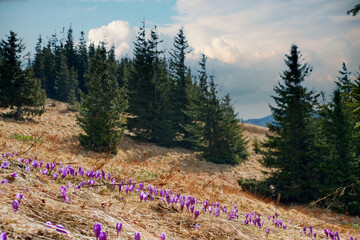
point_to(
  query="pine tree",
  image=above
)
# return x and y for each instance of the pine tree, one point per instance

============================================================

When you retype the listing above, keep each line exactly as written and drop the pictures.

RESPONSE TO THE TASK:
point_to(
  query="pine tree",
  image=above
)
# return x and y for each instance of the pine tree, one point per instance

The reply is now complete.